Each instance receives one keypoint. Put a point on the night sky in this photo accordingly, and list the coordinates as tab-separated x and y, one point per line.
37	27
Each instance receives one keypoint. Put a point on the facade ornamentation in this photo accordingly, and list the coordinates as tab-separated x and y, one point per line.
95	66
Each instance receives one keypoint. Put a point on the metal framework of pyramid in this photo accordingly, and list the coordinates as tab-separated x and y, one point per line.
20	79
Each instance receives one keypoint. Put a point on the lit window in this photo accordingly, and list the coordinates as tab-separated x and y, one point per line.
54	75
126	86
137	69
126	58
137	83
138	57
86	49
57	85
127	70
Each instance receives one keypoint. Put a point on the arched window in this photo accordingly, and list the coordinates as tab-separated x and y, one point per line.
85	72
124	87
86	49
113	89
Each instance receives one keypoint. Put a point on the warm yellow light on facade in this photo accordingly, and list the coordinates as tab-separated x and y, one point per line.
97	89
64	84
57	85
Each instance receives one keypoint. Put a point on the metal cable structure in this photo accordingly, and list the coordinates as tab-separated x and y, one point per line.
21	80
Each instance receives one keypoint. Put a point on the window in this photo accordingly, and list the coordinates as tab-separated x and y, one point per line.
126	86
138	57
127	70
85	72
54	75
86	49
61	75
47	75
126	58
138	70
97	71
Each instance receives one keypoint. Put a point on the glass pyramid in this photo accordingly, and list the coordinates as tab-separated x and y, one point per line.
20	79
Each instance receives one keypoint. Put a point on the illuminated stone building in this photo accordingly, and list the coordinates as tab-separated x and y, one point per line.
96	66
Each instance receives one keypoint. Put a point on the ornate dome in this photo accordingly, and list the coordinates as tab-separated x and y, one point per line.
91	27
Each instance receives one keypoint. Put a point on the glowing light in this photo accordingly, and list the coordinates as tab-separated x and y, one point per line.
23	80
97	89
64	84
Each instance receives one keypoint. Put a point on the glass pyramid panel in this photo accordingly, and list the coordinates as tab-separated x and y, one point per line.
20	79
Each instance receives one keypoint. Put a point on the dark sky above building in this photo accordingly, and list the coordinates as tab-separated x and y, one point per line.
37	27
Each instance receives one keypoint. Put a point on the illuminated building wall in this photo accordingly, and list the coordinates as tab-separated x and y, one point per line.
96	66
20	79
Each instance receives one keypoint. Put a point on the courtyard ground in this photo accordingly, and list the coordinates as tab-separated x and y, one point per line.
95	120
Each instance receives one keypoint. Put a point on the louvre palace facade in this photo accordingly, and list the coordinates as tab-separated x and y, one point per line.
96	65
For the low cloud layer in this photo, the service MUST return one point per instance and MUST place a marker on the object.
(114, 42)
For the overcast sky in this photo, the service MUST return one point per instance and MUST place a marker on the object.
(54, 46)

-.-.-

§ Exercise: All lines starting at the one holding "For the overcast" and ending at the last line above must be output exactly, and no other line may appear.

§ Response area:
For the overcast sky in this photo, the service MUST return one point per instance and MUST place a marker on the object.
(54, 46)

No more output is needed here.